There are many variations and similarities in how parents raise their children. The similarities have been grouped together by Diana Baumrind, clinical and developmental psychologist, into four common parenting styles.
1) Authoritarian Parenting
The authoritarian parent is generally thought of as a disciplinary. They avoid negotiation and use strict discipline with punishment. When an authoritarian parent comes up with a rule, it is not usually explained, but expected to be followed. Expectations tend to be high and this style is less nurturing.
2) Permissive Parenting
Permissive parenting is also known as indulgent parenting, meaning children are generally allowed to do what they want, with little guidance or direction. This type of parenting usually looks more like a friendship than a parent-child relationship. With limited rules, children are generally expected to figure things out on their own. Communication tends to be open, but children will decide things for themselves. Permissive parents are usually warm and nurturing, with minimal expectations.
3) Uninvolved Parenting
An uninvolved parent will stay out of their children’s way and give them freedom. This could either be a conscious decision or a result of being less interested in parenting. There is generally no particular discipline style and the child gets to do what they want. Communication is usually limited, with little nurturing. In this parenting category, there are also few or no expectations of children.
4) Authoritative Parenting
Authoritative parents are generally reasonable and nurturing, while setting clear expectations. Children raised with this type of parenting usually demonstrate the ability to think for themselves. This style is thought to be the most beneficial. Communication is usually frequent and appropriate, the parenting style is nurturing, and expectations and goals are stated clearly, with children’s input.
What is your parenting style?
It is rare that a parent fits neatly into any one single parenting style, but usually a combination. Reflecting on where you fit within the spectrum can be helpful in your relationship with your child.

= Data section =
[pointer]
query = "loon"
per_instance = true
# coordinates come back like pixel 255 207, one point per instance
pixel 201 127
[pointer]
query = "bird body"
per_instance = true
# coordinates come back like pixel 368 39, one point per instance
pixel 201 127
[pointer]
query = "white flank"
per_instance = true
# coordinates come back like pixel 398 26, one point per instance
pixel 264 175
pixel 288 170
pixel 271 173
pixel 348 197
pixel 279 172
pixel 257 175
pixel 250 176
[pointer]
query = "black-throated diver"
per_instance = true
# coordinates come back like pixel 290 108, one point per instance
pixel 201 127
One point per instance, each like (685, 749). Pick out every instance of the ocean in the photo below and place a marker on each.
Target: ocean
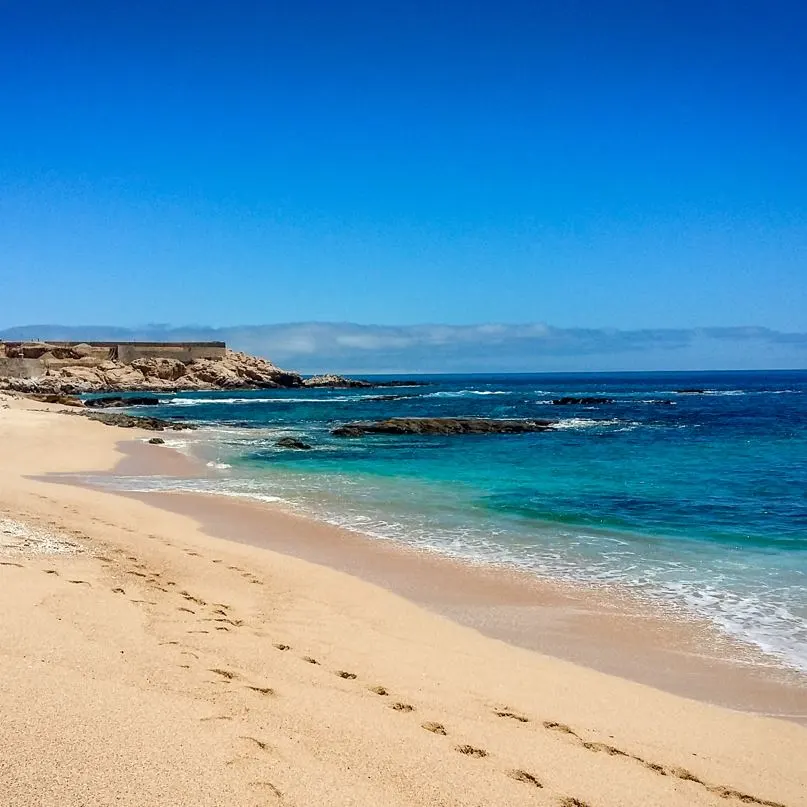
(689, 489)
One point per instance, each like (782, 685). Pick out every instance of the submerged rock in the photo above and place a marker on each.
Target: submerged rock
(292, 442)
(110, 401)
(134, 421)
(441, 426)
(569, 400)
(64, 400)
(335, 382)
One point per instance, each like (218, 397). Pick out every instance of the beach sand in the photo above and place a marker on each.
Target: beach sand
(146, 662)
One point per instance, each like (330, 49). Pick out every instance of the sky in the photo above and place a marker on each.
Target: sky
(570, 165)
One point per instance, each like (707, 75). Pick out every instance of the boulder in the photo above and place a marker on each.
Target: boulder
(125, 377)
(59, 398)
(590, 401)
(135, 422)
(335, 382)
(292, 442)
(445, 426)
(110, 401)
(165, 369)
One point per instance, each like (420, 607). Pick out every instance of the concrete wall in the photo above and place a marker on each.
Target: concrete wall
(21, 368)
(185, 352)
(125, 352)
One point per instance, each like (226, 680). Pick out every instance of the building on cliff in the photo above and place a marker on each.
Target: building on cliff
(34, 359)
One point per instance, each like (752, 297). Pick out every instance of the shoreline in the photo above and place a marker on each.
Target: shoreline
(146, 662)
(601, 628)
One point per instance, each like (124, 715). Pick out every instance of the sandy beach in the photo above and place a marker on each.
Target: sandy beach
(148, 660)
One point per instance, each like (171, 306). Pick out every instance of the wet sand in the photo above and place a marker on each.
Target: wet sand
(145, 661)
(604, 628)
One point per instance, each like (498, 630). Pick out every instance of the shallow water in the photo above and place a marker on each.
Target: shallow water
(698, 500)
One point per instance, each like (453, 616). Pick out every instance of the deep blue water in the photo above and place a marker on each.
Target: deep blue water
(699, 500)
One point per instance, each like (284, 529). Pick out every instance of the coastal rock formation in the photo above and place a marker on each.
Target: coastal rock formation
(335, 382)
(66, 370)
(292, 442)
(441, 426)
(569, 400)
(119, 401)
(134, 421)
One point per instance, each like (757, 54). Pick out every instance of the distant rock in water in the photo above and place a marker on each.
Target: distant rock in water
(571, 401)
(336, 382)
(441, 426)
(60, 398)
(292, 442)
(120, 401)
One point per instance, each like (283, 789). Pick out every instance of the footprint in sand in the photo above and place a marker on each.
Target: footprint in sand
(562, 727)
(228, 674)
(512, 716)
(262, 690)
(269, 786)
(260, 743)
(523, 776)
(470, 751)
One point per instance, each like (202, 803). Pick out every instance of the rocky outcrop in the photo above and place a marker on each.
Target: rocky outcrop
(134, 421)
(233, 371)
(120, 401)
(335, 382)
(590, 401)
(292, 442)
(441, 426)
(341, 382)
(64, 400)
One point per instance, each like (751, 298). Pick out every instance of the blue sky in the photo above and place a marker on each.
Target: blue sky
(630, 165)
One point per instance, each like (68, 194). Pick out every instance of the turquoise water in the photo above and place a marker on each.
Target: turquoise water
(698, 500)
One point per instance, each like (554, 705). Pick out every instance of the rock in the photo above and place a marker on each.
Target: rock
(590, 401)
(441, 426)
(60, 398)
(165, 369)
(125, 377)
(83, 350)
(335, 382)
(292, 442)
(88, 373)
(135, 422)
(110, 401)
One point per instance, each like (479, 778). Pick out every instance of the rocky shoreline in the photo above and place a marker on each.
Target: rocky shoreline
(77, 369)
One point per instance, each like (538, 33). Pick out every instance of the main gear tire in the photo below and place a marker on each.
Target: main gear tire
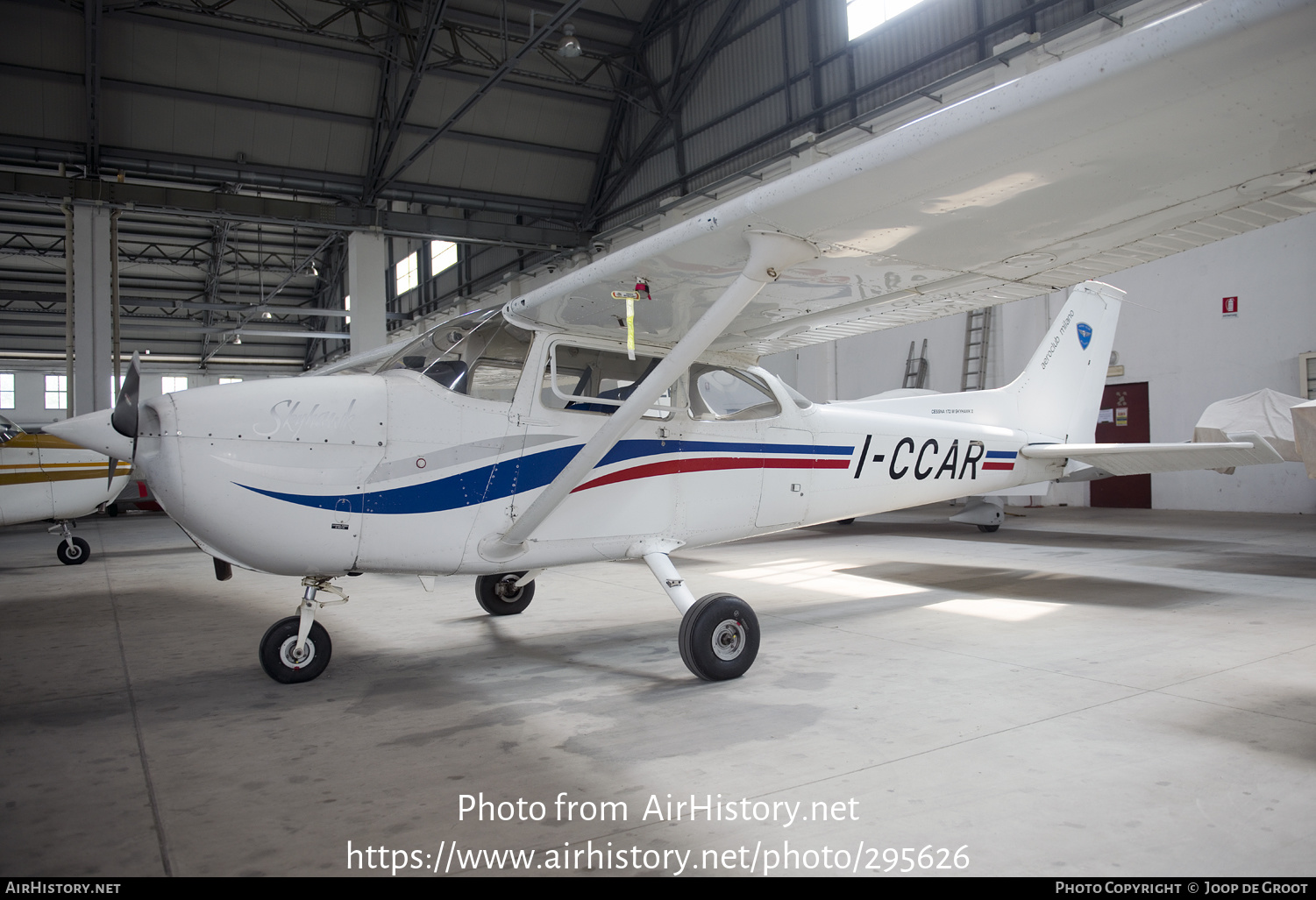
(279, 651)
(499, 595)
(74, 551)
(719, 637)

= Work instructions =
Update the parenting styles text between "There are many" and "is less nurturing.", inclusive, putting "firm discipline" wherever "strict discipline" appears.

= Result below =
There are many variations and similarities in how parents raise their children. The similarities have been grouped together by Diana Baumrind, clinical and developmental psychologist, into four common parenting styles.
1) Authoritarian Parenting
The authoritarian parent is generally thought of as a disciplinary. They avoid negotiation and use firm discipline with punishment. When an authoritarian parent comes up with a rule, it is not usually explained, but expected to be followed. Expectations tend to be high and this style is less nurturing.